THE EXERCISE:
Rewrite the listing from the line containing "target: man's arm" through the line containing "297 141 L 307", inclusive, replacing "outline every instance" with "segment every instance" and leaving everything else unchanged.

= = = =

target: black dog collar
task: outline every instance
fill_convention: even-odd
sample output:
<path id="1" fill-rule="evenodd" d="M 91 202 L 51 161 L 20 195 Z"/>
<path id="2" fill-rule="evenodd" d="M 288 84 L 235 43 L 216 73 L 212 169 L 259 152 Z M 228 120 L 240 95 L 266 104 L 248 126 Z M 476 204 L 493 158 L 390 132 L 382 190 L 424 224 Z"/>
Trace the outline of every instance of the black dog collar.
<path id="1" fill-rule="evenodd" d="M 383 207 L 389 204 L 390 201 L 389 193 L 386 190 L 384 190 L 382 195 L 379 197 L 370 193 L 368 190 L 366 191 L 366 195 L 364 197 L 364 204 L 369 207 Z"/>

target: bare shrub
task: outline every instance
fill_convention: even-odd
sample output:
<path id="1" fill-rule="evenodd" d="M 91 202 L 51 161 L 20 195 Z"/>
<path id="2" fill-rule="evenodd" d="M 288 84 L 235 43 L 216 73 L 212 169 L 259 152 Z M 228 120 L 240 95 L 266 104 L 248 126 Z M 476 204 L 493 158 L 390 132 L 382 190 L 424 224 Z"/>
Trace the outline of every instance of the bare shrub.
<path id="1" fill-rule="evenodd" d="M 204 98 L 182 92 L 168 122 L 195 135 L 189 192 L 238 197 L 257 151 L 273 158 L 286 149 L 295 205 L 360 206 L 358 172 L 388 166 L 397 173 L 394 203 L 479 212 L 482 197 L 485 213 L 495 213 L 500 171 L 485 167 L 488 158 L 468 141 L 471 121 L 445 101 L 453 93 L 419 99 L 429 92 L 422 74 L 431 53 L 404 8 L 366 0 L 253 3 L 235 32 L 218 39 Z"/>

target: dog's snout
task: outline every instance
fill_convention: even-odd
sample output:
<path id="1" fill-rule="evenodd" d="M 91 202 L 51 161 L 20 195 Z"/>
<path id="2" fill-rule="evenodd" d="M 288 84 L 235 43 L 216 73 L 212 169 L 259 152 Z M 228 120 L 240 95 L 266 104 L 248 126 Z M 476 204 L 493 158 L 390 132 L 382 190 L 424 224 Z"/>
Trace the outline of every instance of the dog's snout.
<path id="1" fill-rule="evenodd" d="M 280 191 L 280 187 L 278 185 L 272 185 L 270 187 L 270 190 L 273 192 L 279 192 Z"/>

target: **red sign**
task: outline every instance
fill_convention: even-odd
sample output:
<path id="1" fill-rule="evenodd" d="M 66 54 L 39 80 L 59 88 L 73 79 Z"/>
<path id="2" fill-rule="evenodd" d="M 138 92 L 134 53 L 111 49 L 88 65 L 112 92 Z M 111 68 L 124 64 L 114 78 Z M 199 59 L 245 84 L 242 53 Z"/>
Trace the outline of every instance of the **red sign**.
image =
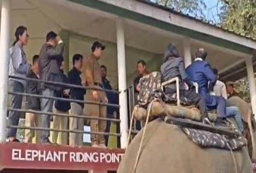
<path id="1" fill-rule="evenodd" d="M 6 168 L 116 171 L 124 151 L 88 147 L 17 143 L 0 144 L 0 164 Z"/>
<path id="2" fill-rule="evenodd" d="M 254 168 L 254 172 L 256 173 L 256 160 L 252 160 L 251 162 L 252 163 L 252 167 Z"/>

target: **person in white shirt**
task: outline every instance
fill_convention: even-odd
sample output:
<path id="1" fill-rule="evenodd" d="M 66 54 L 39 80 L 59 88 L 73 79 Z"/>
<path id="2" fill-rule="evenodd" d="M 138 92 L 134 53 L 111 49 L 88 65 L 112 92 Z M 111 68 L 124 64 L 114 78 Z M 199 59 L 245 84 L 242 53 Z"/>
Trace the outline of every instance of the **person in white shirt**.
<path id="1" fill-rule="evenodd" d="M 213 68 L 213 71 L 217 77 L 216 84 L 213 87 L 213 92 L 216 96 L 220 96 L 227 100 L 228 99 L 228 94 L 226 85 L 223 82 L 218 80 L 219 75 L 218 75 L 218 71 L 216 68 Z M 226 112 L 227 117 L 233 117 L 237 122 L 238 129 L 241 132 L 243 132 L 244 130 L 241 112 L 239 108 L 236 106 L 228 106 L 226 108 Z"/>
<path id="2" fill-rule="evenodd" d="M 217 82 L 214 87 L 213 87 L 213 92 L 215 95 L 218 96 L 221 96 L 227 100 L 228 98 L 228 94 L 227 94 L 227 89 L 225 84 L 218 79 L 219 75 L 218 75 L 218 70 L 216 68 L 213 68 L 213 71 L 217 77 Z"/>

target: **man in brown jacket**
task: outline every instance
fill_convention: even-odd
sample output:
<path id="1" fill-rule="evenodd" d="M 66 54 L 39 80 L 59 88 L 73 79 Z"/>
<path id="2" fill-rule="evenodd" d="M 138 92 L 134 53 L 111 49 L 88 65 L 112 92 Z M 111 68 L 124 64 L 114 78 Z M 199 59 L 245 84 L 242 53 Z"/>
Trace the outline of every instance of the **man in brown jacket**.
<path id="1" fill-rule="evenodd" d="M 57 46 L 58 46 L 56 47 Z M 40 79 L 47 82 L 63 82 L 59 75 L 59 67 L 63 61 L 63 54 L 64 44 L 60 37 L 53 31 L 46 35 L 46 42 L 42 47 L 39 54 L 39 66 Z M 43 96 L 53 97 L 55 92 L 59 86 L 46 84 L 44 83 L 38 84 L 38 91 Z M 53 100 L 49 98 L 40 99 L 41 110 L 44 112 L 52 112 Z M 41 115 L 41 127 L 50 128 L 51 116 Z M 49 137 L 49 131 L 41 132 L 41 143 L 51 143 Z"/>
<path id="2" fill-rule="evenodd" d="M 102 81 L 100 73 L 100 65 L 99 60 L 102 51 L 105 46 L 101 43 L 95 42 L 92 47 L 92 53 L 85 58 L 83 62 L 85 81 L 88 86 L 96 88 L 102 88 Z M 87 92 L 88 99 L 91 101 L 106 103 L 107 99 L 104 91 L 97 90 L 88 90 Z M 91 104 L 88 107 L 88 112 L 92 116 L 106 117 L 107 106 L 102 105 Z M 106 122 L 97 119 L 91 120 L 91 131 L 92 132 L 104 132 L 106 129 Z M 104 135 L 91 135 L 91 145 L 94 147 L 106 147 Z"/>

= = = =

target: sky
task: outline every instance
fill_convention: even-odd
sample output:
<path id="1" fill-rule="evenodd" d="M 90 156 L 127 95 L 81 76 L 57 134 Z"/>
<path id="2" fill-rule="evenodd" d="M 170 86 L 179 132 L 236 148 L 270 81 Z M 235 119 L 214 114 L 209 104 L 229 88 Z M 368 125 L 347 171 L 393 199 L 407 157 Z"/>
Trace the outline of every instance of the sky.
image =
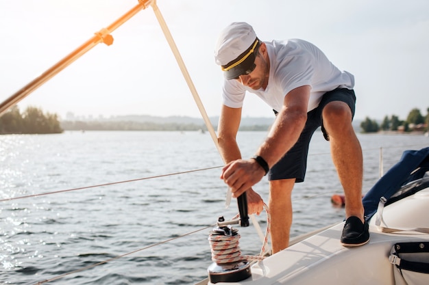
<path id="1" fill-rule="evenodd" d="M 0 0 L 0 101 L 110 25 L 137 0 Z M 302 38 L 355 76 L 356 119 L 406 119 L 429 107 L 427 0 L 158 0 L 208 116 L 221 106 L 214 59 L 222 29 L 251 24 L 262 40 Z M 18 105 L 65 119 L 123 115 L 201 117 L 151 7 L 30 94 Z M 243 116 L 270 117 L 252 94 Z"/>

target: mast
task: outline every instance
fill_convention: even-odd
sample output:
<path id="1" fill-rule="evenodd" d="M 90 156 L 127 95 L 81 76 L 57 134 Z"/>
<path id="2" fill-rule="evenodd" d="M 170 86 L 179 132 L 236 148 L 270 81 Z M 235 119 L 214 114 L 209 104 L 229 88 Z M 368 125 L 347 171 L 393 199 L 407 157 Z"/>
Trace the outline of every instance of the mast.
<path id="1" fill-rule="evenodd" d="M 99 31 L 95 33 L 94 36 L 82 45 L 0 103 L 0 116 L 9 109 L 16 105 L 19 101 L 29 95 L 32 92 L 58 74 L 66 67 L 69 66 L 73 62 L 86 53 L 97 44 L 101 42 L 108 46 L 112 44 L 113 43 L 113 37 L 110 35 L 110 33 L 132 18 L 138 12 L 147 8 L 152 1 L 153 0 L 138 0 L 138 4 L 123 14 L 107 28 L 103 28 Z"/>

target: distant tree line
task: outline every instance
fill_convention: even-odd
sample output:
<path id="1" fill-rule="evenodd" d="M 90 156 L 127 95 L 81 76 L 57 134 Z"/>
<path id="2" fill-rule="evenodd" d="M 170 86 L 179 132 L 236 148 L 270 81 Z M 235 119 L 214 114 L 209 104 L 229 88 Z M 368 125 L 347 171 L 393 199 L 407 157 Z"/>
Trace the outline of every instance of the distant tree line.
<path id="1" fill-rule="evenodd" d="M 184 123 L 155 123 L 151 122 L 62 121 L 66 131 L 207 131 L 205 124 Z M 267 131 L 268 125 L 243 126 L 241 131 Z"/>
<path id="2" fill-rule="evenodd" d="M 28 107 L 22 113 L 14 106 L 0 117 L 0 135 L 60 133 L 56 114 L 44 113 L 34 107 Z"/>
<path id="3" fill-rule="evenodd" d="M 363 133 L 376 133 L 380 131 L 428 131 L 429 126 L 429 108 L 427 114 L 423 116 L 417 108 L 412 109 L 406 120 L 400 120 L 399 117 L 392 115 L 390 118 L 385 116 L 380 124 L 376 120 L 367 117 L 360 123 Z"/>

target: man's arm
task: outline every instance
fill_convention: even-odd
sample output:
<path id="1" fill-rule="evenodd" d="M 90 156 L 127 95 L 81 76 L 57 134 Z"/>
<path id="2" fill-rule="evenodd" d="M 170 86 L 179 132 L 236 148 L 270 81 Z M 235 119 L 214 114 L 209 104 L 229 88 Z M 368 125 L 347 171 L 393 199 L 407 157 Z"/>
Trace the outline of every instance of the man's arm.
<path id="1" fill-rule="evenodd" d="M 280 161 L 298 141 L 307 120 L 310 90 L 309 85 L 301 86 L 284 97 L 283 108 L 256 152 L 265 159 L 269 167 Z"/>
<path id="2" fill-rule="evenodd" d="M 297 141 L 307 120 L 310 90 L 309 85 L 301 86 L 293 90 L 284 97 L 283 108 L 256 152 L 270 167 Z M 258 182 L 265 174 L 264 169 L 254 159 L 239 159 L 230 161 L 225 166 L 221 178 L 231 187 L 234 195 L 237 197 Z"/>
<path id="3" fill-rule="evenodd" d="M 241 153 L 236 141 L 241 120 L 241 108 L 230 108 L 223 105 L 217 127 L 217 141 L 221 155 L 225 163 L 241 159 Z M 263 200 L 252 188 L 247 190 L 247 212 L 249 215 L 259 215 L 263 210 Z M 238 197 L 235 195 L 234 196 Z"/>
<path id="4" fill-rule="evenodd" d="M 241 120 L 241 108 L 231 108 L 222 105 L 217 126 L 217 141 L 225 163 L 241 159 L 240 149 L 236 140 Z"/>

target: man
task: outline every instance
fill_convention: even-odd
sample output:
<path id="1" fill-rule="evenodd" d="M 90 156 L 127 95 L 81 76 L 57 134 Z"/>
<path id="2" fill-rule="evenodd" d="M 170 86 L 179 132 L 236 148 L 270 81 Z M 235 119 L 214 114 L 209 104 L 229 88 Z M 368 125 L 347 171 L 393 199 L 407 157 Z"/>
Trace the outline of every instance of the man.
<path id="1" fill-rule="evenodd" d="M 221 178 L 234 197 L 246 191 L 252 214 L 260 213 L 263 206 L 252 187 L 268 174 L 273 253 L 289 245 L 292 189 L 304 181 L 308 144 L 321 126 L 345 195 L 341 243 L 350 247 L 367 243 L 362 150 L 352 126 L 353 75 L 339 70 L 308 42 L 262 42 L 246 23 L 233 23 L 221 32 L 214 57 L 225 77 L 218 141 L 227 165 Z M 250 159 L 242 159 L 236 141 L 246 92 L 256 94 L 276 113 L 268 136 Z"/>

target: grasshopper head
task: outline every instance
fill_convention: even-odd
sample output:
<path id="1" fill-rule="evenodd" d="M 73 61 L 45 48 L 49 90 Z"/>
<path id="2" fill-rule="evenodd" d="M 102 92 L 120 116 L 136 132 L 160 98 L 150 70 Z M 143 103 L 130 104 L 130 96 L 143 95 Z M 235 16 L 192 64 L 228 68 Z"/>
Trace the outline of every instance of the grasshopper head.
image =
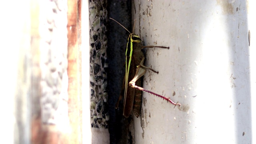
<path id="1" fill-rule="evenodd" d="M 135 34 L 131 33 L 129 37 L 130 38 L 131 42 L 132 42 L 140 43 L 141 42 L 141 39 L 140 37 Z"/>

= = = =

TASK ANSWER:
target: man's arm
task: segment every instance
fill_convention: even-odd
sample output:
<path id="1" fill-rule="evenodd" d="M 90 156 L 127 95 L 81 76 L 57 134 Z"/>
<path id="2" fill-rule="evenodd" d="M 170 86 L 179 132 L 236 148 L 270 81 Z M 235 119 L 214 114 L 209 104 L 229 88 Z M 368 125 L 347 171 L 393 199 L 407 157 Z"/>
Trace the outline of every instance of the man's arm.
<path id="1" fill-rule="evenodd" d="M 280 161 L 298 141 L 307 120 L 310 90 L 309 85 L 301 86 L 284 97 L 283 108 L 256 152 L 265 159 L 269 167 Z"/>
<path id="2" fill-rule="evenodd" d="M 297 141 L 307 120 L 310 90 L 309 85 L 301 86 L 293 90 L 284 97 L 283 108 L 256 152 L 270 167 Z M 258 182 L 265 174 L 264 169 L 254 159 L 239 159 L 230 161 L 225 166 L 221 178 L 231 187 L 234 195 L 237 197 Z"/>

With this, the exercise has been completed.